• [Source extract]

Photo: dekzer007/Getty Images

For parents of school-age kids, May is filled with end-of-year concerts held in auditoriums with the acoustics of a school cafeteria, because it is the school cafeteria. These events are lovely and life-affirming, but they often start at nine in the morning or three in the afternoon or, occasionally, at the almost working-parent-friendly hour of six at night, which can still be impossible for anyone commuting during rush hour. May is also Mother’s Day, that special Sunday when your family insists that you not do the laundry or the cleaning, which just means you have more laundry and cleaning to do on Monday.

May means that every final project is due in every single one of your children’s classes, as if the teachers are unaware that the student has more than one class or that any family might have more than one child. And, yes, the projects were assigned in March or perhaps even in January, but my children have always waited until the last minute. And because they get this penchant for procrastination directly from me, it’s difficult to be mad about it, although I certainly have been mad about it for many Mays running. Because a person can only stand so many days in May being told by their children that they must be taken to the store right now to get poster board, and poster markers, and popsicle sticks. Will the side of a regular cardboard box covered in printer paper suffice? No, it will not. Will regular markers work or do you need poster markers? Poster markers. Obviously. Can you use the sticks I’ve been saving from the popsicles you’ve been eating since it got warm out? Mom. That’s disgusting.

• [Problem description]
For each statement, answer yes or no on whether it agrees with the piece about May for parents, and quote the exact words from the piece that settle it.
1. The end-of-year concerts are held in the school cafeteria.
2. The children's final projects were handed out only a week before they were due.
3. The children are willing to use the popsicle sticks their mother has been saving.
The records that come next are separate from the piece about May for parents.

• [Given entries]

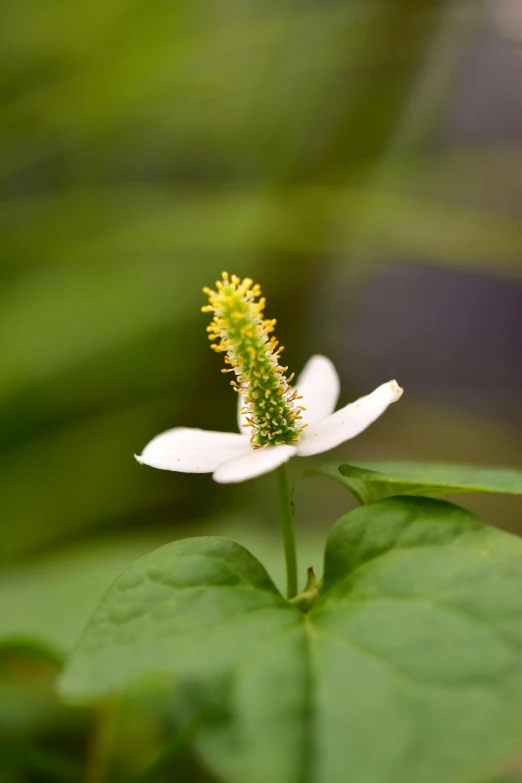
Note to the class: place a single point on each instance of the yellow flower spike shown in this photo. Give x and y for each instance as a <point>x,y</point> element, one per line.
* * *
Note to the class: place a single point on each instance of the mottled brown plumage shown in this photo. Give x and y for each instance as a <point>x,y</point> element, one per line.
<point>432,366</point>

• [Response to the task]
1. Yes: "because it is the school cafeteria"
2. No: "the projects were assigned in March or perhaps even in January"
3. No: "Mom. That’s disgusting."